* **EXERCISE DIRECTIONS**: Return each line of the items below that contains the word "wooden".

-*-*-

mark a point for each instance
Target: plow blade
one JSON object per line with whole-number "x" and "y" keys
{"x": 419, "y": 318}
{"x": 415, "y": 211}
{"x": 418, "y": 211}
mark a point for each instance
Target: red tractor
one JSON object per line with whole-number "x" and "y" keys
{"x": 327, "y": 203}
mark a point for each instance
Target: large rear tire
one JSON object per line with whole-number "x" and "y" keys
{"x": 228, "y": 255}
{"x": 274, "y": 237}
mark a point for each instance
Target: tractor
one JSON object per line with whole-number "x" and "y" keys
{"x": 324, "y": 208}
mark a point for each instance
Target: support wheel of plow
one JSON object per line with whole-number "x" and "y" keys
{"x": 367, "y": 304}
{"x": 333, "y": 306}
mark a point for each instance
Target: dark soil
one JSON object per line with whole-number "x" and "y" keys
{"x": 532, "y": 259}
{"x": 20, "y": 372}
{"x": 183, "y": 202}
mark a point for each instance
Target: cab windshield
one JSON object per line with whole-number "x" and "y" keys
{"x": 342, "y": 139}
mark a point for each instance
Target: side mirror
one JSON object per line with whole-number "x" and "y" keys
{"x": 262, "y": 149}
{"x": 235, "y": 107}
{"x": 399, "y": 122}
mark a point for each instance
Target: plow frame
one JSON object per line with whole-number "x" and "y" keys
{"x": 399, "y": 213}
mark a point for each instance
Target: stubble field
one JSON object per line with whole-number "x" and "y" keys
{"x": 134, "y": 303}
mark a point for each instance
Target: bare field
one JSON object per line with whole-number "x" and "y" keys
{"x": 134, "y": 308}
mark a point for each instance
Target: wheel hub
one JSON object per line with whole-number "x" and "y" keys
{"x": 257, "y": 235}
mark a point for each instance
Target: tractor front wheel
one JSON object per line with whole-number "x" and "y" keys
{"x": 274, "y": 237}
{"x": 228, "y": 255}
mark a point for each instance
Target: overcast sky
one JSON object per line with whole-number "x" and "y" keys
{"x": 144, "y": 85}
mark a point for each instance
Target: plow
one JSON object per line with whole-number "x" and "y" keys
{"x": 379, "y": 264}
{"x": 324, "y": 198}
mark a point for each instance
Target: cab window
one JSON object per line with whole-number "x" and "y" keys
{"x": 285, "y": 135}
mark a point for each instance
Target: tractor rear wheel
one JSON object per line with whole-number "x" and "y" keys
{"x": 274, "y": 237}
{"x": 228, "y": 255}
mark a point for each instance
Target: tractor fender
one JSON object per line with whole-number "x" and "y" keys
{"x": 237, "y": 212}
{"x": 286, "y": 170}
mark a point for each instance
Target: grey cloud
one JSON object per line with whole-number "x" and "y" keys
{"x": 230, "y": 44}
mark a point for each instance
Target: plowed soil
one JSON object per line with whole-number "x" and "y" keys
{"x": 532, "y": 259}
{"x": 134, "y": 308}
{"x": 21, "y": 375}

-*-*-

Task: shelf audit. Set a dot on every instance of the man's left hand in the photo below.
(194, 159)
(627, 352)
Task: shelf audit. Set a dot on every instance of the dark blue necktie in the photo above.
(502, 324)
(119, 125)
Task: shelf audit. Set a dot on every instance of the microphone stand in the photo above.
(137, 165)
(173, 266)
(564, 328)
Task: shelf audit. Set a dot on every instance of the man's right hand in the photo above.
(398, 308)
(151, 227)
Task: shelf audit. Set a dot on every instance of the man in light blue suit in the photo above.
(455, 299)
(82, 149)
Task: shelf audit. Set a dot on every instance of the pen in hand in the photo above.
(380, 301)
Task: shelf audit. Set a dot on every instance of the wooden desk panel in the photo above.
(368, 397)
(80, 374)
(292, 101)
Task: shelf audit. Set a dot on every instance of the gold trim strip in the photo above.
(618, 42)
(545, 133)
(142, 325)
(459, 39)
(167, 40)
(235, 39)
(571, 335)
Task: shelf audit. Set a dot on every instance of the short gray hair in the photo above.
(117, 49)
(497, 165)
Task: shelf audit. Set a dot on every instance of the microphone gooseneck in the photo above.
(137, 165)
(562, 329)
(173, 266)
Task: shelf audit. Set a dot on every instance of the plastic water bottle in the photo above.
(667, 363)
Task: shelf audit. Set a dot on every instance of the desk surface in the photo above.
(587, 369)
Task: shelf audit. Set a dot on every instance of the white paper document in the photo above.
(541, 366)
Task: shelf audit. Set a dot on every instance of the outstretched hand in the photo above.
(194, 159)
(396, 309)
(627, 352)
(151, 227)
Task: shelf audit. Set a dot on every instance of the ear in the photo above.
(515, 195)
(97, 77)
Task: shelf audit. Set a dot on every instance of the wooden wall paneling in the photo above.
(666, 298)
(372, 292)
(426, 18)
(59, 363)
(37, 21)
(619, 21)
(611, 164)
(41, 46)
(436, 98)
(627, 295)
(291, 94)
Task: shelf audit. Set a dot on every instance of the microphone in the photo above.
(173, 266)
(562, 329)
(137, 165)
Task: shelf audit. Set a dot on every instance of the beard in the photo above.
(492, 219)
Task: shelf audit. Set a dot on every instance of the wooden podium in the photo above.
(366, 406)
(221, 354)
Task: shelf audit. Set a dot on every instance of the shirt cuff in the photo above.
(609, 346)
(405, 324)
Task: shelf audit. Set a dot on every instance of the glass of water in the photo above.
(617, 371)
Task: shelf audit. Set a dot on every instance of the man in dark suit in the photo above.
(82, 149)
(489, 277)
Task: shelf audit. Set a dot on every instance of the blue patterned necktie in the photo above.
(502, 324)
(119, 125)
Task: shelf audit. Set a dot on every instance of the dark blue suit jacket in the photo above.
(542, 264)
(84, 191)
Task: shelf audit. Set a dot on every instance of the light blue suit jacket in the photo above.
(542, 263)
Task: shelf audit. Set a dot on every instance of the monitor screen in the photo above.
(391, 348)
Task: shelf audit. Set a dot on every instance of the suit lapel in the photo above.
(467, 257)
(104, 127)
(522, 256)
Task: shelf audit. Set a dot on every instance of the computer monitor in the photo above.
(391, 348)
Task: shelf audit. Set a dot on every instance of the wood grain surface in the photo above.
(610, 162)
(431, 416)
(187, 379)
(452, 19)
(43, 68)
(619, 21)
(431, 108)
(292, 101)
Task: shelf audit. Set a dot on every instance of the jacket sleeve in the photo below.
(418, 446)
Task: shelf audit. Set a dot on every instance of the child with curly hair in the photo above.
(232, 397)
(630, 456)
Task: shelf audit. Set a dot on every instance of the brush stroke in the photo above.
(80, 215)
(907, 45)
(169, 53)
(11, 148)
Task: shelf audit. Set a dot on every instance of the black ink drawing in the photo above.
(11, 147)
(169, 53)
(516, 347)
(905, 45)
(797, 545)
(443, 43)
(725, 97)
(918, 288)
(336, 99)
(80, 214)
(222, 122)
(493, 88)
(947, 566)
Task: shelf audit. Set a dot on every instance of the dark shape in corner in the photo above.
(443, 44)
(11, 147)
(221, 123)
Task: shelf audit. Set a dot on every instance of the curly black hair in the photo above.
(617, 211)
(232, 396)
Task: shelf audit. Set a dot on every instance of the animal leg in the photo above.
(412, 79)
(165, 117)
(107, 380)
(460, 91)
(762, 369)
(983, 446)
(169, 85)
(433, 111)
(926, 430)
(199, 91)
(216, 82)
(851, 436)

-*-*-

* **COMPLETE ANSWER**:
Task: shelf audit. Set a dot on every instance of the wooden desk panel in the photo above.
Task: shelf audit. Set a dot on every instance of the wooden wall paneling in the photo above.
Task: shelf audit. Set a dot on every instance of the wooden podium in the photo above.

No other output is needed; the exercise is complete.